Instructions to follow
Convert the lines of the listing from the line with "drawmask --target debris" up to and including the line with "MULTIPOLYGON (((370 134, 380" into a numbered list, leaving out any blank lines.

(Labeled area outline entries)
__________________________________________________

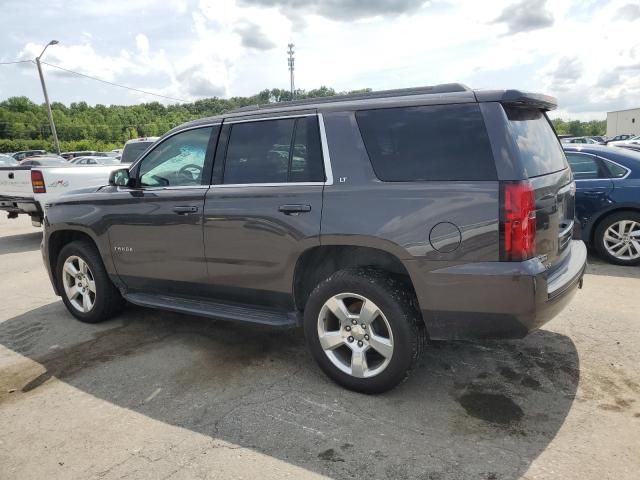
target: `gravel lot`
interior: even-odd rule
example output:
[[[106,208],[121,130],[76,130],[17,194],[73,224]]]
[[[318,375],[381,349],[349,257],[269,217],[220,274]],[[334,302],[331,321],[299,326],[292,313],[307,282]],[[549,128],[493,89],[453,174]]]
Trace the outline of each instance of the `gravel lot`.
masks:
[[[300,331],[52,293],[27,219],[0,219],[0,478],[637,479],[640,269],[592,259],[523,341],[434,343],[380,396],[340,389]]]

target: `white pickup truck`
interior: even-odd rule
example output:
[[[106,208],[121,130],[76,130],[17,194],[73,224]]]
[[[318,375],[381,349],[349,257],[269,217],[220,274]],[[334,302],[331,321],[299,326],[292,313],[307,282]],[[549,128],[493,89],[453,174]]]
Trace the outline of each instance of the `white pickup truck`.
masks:
[[[0,210],[9,218],[29,215],[31,223],[40,226],[48,202],[71,190],[106,185],[112,170],[126,166],[0,167]]]

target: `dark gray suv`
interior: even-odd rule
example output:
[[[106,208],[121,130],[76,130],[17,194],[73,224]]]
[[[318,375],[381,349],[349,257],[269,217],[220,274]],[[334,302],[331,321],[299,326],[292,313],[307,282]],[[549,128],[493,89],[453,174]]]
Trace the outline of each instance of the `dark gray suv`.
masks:
[[[427,338],[524,337],[581,286],[554,107],[448,84],[190,122],[49,205],[44,262],[82,321],[302,323],[328,376],[381,392]]]

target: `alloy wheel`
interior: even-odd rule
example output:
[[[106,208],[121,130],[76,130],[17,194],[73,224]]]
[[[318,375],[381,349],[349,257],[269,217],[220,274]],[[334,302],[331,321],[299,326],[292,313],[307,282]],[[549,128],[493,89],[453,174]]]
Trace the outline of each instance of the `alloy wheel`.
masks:
[[[620,220],[604,232],[604,247],[607,252],[620,260],[640,258],[640,223]]]
[[[91,311],[96,303],[96,282],[87,262],[78,256],[67,258],[63,265],[62,283],[73,308],[82,313]]]
[[[331,363],[357,378],[380,374],[393,356],[389,321],[375,303],[355,293],[340,293],[324,303],[318,338]]]

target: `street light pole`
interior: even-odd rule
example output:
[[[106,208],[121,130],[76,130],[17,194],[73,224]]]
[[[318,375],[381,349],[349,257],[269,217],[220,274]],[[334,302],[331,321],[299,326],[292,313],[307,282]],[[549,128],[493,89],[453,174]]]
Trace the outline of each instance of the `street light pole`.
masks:
[[[44,83],[44,75],[42,74],[42,65],[40,65],[40,57],[44,55],[45,50],[49,45],[56,45],[57,40],[51,40],[44,47],[40,55],[36,57],[36,65],[38,67],[38,74],[40,75],[40,83],[42,84],[42,93],[44,93],[44,101],[47,104],[47,114],[49,115],[49,125],[51,126],[51,134],[53,135],[53,142],[56,147],[56,152],[60,155],[60,143],[58,143],[58,132],[56,132],[56,124],[53,121],[53,113],[51,113],[51,104],[49,103],[49,95],[47,94],[47,86]]]
[[[291,82],[291,100],[293,100],[295,92],[296,92],[296,86],[295,83],[293,81],[293,70],[295,69],[295,57],[294,57],[294,48],[295,45],[293,43],[290,43],[289,45],[287,45],[289,47],[289,50],[287,50],[287,53],[289,54],[289,80]]]

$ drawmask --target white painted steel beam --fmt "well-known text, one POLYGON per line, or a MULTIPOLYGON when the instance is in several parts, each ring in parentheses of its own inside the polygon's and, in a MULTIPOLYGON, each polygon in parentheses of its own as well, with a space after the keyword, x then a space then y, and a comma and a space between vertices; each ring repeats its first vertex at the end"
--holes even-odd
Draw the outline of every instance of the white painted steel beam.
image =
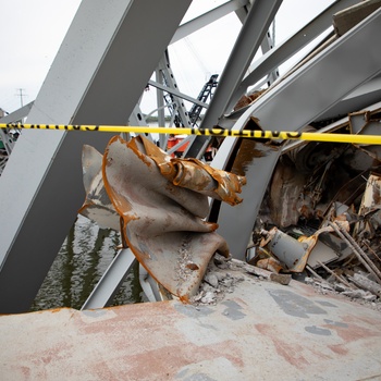
MULTIPOLYGON (((84 0, 27 122, 126 124, 190 2, 84 0)), ((82 146, 103 151, 110 136, 17 142, 0 177, 0 312, 29 308, 84 200, 82 146)))
MULTIPOLYGON (((224 114, 228 100, 246 74, 281 3, 282 0, 257 0, 253 3, 223 73, 220 76, 219 84, 200 127, 211 127, 218 124, 219 119, 224 114)), ((187 150, 186 156, 201 157, 207 143, 208 139, 196 137, 187 150)))
POLYGON ((194 20, 190 20, 189 22, 182 24, 174 34, 171 45, 216 22, 217 20, 243 9, 244 7, 250 7, 250 2, 248 0, 231 0, 194 20))
MULTIPOLYGON (((258 119, 267 131, 298 131, 318 119, 354 89, 380 74, 380 34, 381 9, 263 95, 244 112, 233 128, 242 130, 251 116, 258 119)), ((226 168, 235 142, 224 140, 212 162, 213 167, 226 168)), ((258 146, 258 149, 260 151, 262 148, 258 146)), ((244 258, 280 153, 281 149, 273 147, 266 151, 266 160, 253 158, 253 162, 247 163, 247 184, 241 195, 243 204, 234 208, 221 205, 218 232, 226 238, 231 253, 237 258, 244 258)))
POLYGON ((109 306, 135 260, 135 256, 130 248, 119 250, 81 309, 109 306))

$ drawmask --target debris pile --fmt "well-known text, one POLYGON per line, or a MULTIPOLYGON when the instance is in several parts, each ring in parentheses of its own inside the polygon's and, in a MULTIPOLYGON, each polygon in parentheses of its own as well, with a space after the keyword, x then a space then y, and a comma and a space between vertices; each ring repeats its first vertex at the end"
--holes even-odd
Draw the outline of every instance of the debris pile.
MULTIPOLYGON (((370 134, 380 111, 349 114, 340 128, 370 134)), ((247 261, 381 310, 381 147, 305 143, 283 152, 247 261)))

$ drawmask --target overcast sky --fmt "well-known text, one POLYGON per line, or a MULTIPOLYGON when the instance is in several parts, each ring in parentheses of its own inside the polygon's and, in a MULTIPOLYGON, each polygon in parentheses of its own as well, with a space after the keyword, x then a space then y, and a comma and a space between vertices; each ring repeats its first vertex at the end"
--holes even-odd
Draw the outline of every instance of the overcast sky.
MULTIPOLYGON (((224 2, 194 0, 186 20, 224 2)), ((284 0, 275 19, 276 40, 295 33, 332 2, 284 0)), ((0 108, 12 112, 37 97, 79 3, 81 0, 2 2, 0 108)), ((211 74, 222 73, 239 27, 237 17, 231 14, 172 46, 171 64, 181 91, 197 97, 211 74)), ((147 97, 155 98, 155 91, 149 93, 147 97)), ((150 112, 150 107, 148 99, 143 111, 150 112)))

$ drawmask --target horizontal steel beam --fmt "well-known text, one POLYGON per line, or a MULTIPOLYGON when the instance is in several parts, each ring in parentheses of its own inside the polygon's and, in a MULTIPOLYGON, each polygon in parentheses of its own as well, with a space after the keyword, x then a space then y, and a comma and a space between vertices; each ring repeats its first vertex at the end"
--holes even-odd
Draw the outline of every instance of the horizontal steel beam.
MULTIPOLYGON (((381 72, 380 34, 381 9, 259 98, 233 128, 244 128, 251 116, 267 131, 299 131, 308 125, 381 72)), ((225 169, 235 144, 235 139, 225 139, 212 165, 225 169)), ((281 155, 281 147, 269 150, 259 144, 253 149, 257 149, 257 158, 261 151, 265 156, 253 157, 253 162, 243 167, 248 168, 247 184, 241 195, 244 201, 234 208, 222 204, 218 213, 218 232, 237 258, 245 256, 272 170, 281 155)))

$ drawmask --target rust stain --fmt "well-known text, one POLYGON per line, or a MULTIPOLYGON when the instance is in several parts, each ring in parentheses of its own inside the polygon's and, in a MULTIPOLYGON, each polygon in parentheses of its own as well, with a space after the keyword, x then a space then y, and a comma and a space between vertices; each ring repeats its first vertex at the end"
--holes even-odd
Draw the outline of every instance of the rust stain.
POLYGON ((302 355, 303 347, 298 344, 288 344, 281 339, 281 334, 278 334, 274 328, 270 324, 255 324, 255 328, 262 335, 269 337, 275 347, 276 353, 284 358, 292 366, 302 369, 304 366, 308 366, 308 360, 302 355))
POLYGON ((328 345, 328 347, 340 356, 345 356, 348 353, 348 349, 342 344, 328 345))

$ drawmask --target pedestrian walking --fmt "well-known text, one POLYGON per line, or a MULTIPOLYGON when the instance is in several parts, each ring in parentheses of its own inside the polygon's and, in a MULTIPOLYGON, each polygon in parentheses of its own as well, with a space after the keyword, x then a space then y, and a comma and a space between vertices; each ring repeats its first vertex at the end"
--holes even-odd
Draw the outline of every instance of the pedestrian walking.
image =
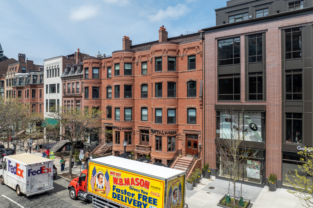
POLYGON ((33 149, 33 153, 35 153, 36 152, 36 143, 34 142, 32 144, 32 148, 33 149))
POLYGON ((27 153, 28 151, 28 144, 26 143, 25 145, 25 152, 27 153))
POLYGON ((66 160, 64 159, 64 157, 63 156, 61 157, 61 160, 60 160, 60 163, 61 164, 61 172, 62 172, 64 170, 64 167, 65 166, 65 162, 66 160))

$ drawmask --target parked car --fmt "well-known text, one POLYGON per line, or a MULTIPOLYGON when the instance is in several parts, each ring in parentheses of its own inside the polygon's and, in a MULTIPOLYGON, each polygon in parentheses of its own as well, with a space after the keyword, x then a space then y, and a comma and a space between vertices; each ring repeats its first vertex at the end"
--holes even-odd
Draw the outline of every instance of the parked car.
POLYGON ((58 174, 58 169, 55 167, 54 164, 53 164, 53 178, 54 178, 58 174))
POLYGON ((12 148, 0 148, 0 162, 4 156, 15 154, 15 151, 12 148))

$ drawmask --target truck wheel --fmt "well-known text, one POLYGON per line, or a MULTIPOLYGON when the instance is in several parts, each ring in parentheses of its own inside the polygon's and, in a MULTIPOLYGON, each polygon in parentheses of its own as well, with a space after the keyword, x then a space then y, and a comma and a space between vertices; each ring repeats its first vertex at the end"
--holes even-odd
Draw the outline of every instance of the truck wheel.
POLYGON ((69 197, 73 200, 76 200, 77 197, 76 196, 76 191, 74 187, 72 187, 69 189, 69 197))
POLYGON ((16 193, 17 194, 18 196, 21 196, 23 195, 23 194, 21 192, 21 188, 18 185, 16 186, 16 193))
POLYGON ((4 180, 3 179, 3 176, 0 176, 0 183, 1 183, 1 185, 4 185, 4 180))

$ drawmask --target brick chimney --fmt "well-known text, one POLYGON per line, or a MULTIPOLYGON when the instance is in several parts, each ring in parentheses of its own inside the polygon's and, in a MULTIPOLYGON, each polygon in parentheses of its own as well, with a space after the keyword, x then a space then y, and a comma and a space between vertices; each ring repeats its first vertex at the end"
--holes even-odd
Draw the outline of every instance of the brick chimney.
POLYGON ((25 63, 25 57, 26 57, 26 56, 25 56, 25 54, 23 54, 22 53, 19 53, 18 56, 18 60, 19 62, 25 63))
POLYGON ((129 40, 129 37, 124 36, 123 39, 123 50, 130 50, 131 46, 131 41, 129 40))
POLYGON ((159 30, 159 42, 167 42, 167 32, 164 25, 160 27, 159 30))

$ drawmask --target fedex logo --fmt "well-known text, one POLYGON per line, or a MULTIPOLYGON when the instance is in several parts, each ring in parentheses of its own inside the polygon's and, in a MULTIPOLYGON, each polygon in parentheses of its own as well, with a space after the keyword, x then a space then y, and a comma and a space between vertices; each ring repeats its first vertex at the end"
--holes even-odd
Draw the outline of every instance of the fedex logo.
POLYGON ((9 165, 8 166, 9 168, 9 172, 11 172, 14 175, 21 177, 23 178, 23 172, 24 172, 24 170, 19 168, 19 164, 16 163, 15 163, 15 166, 13 166, 13 165, 11 164, 11 161, 9 160, 9 165))
POLYGON ((30 176, 31 174, 32 176, 39 175, 42 173, 46 173, 51 172, 51 168, 46 168, 45 166, 40 167, 38 170, 37 171, 33 171, 33 169, 29 169, 28 170, 28 176, 30 176))

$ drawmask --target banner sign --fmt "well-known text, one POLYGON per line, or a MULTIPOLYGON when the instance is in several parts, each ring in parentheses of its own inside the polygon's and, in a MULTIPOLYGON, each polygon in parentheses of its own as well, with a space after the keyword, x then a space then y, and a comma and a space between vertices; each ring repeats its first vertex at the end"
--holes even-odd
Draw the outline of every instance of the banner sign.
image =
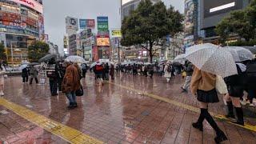
POLYGON ((95 21, 94 19, 79 19, 79 26, 80 29, 94 29, 95 28, 95 21))
POLYGON ((80 29, 86 29, 86 19, 79 19, 79 26, 80 26, 80 29))
POLYGON ((109 18, 108 17, 97 17, 98 30, 108 31, 109 30, 109 18))
POLYGON ((35 0, 10 0, 10 1, 22 4, 22 5, 25 5, 42 14, 42 5, 35 0))
POLYGON ((98 38, 97 46, 110 46, 110 42, 109 38, 98 38))
POLYGON ((112 30, 111 31, 112 37, 122 37, 121 30, 112 30))
POLYGON ((86 27, 87 28, 95 28, 95 20, 94 19, 86 19, 86 27))
POLYGON ((72 29, 72 30, 78 30, 78 19, 71 18, 71 17, 66 17, 66 27, 67 29, 72 29))

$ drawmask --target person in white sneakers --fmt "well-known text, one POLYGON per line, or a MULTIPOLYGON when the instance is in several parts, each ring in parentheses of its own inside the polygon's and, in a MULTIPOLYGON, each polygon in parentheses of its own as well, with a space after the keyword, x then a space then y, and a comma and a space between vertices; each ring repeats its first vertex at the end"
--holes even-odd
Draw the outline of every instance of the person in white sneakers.
POLYGON ((3 93, 4 89, 4 74, 6 74, 5 68, 0 64, 0 96, 3 96, 5 94, 3 93))

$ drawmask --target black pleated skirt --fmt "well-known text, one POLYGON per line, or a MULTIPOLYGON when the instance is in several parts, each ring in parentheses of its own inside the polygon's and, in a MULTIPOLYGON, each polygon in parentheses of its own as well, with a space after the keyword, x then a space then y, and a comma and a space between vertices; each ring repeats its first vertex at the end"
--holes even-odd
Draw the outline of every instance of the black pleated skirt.
POLYGON ((219 102, 215 89, 210 91, 198 90, 198 100, 206 103, 216 103, 219 102))

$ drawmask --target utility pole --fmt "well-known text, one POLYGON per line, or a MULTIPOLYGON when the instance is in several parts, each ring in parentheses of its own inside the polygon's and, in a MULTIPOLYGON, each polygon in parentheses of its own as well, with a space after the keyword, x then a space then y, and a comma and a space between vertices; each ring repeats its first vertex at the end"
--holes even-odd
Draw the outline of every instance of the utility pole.
POLYGON ((14 68, 14 51, 13 51, 13 43, 12 43, 12 42, 10 42, 10 54, 11 54, 11 63, 12 63, 12 66, 14 68))
POLYGON ((83 43, 82 45, 82 58, 85 58, 85 46, 83 43))
POLYGON ((118 63, 120 63, 120 41, 119 38, 118 38, 118 63))

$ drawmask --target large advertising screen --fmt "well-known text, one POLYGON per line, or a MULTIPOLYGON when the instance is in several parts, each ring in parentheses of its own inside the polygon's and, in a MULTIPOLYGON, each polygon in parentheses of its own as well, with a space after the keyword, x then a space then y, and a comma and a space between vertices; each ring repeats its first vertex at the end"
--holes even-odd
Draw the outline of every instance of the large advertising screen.
POLYGON ((242 8, 242 0, 204 0, 204 18, 242 8))
POLYGON ((110 46, 110 42, 109 38, 98 38, 97 46, 110 46))
POLYGON ((109 18, 108 17, 97 17, 98 30, 108 31, 109 30, 109 18))
POLYGON ((193 0, 185 1, 185 34, 194 34, 194 3, 193 0))
POLYGON ((10 0, 16 3, 25 5, 28 7, 30 7, 38 12, 42 14, 42 5, 34 0, 10 0))
POLYGON ((94 19, 79 19, 79 26, 80 29, 94 29, 95 27, 95 21, 94 19))

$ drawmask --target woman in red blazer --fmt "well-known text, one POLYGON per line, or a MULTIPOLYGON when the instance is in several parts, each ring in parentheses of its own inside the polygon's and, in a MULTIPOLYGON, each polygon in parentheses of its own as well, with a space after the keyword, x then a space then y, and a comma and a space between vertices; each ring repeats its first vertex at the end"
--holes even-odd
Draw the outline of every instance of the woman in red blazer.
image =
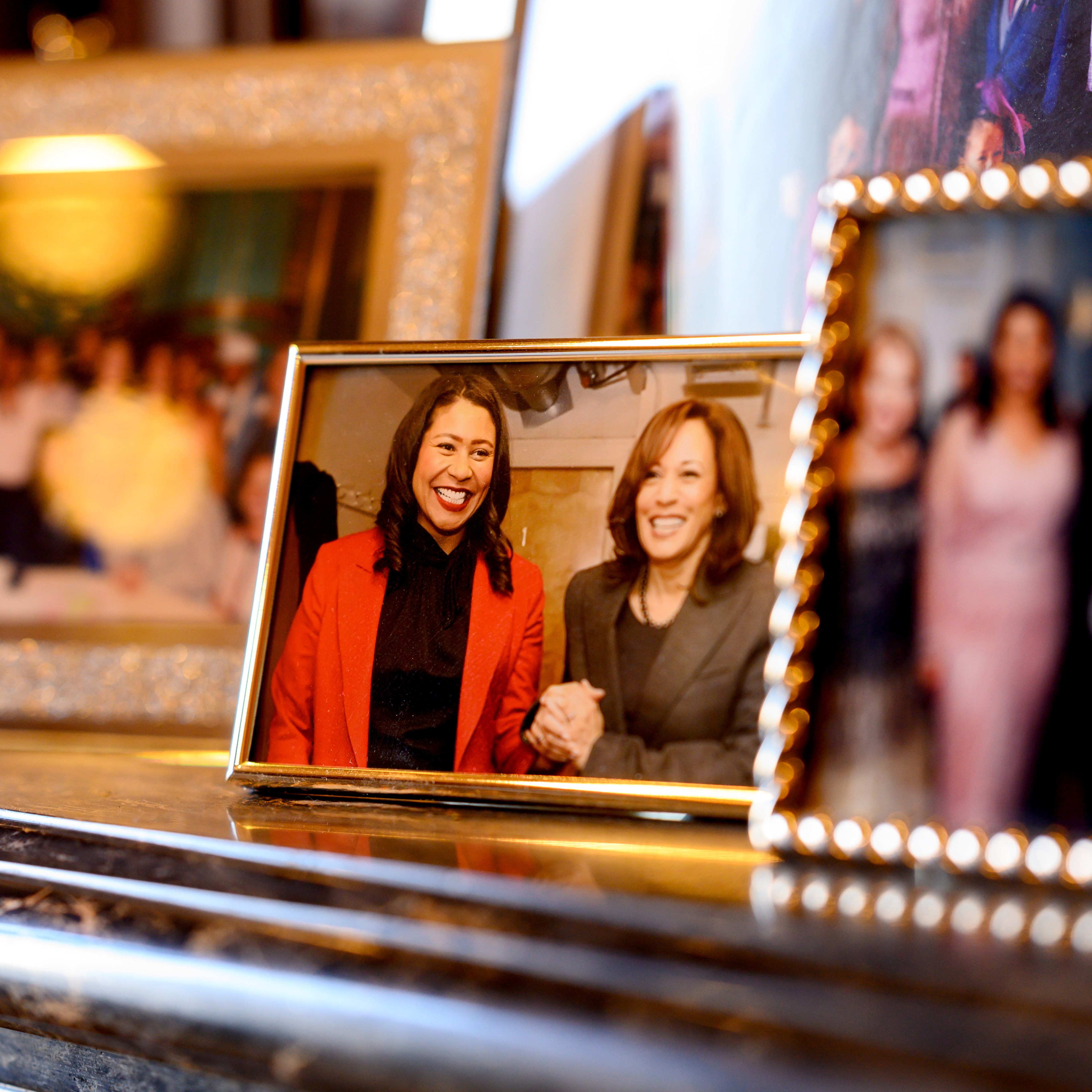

__________________________________________________

Final result
1. $ drawmask --target debris pile --fmt "well-known text, one POLYGON per line, or a MULTIPOLYGON when the instance is in several parts, each ring in parentheses of its own inside the polygon's and, in a MULTIPOLYGON, each polygon in parentheses of its own as well, with a space after the keyword, x then a space then y, and a comma and a space between vertices; each ring repeats its first vertex at the end"
2. --holes even-odd
3. Draw the outline of every instance of the debris pile.
4. MULTIPOLYGON (((370 134, 380 111, 349 114, 340 128, 370 134)), ((247 261, 381 310, 381 147, 305 143, 283 152, 247 261)))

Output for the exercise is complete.